REVIEW OF OSCAR-NOMINATED SPANISH DRAMA STARRING PENELOPE CRUZ, ‘PARALLEL MOTHERS’

 





























‘PARALLEL MOTHERS’ was not chosen by Spain to be its entry in the best international feature Oscar. 


It chose “El Buen Patron (The Good Boss)” as its official entry, but it didn’t get nominated at all. 


In contrast, “Parallel Mothers”, got two Oscar nomination, with its lead star, Penelope Cruz, got nominated for best actress. 


She has won the Oscar before as best supporting actress for Woody Allen’s “Vicky Cristina Barcelona” in 2008. 


“Parallel Mothers” is from Spain’s renowned filmmaker, Pedro Aldomovar. This is his 22nd film and the 7th with Penelope. Two of his films have won Oscars: “All About My Mother” (1999) for best foreign language film  and “Talk to Her” (2002) for best original screenplay.


In “Parallel Mothers”, Penelope plays a photographer, Janis, who meets a forensic arachaeologist, Arturo (Israel Elijalde), in a photo shoot. 


She asks for his help to excavate a mass grave in her home town, where her great grandfather and other people were executed and buried during the Spanish Civil War. 


They end up in bed, even if Arturo has a wife who has cancer, and in the next scene, Janis is already about to give birth in a hospital. 


She is sharing a room with Ana (Mliena Smit), an 18-year old single mom who, like her, is giving birth for the first time. 


After they’ve given birth, their babies are both held for further examination. Janis and Ana become friends and exchange their numbers. 


After they got their babies, they go home but keep in touch. Arturo visits Janis to see their baby but says he has a strong feeling the baby is not his.


This plants a seed of doubt in Janis’ mind as the baby really does not look like any of them. 


She eventually gets a maternity test and it confirms that she’s not the baby’s real mother, but she decides to just keep it a secret. 


Later on, she meets Ana who tells her that her own baby died of crib death. 


Janis asks Ana to work with her at home as her baby’s babysitter.

Requirement:
Please answer these questions using the review above.
(a) Which film did Spain choose as its official entry for the best international feature Oscar?
(b) What is Janis's profession in "Parallel Mothers"?
(c) What does Ana tell Janis caused her own baby's death?

Supplied data:
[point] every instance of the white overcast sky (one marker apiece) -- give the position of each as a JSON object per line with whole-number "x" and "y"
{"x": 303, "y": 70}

Answer section:
(a) "El Buen Patron (The Good Boss)"
(b) She is a photographer.
(c) Crib death.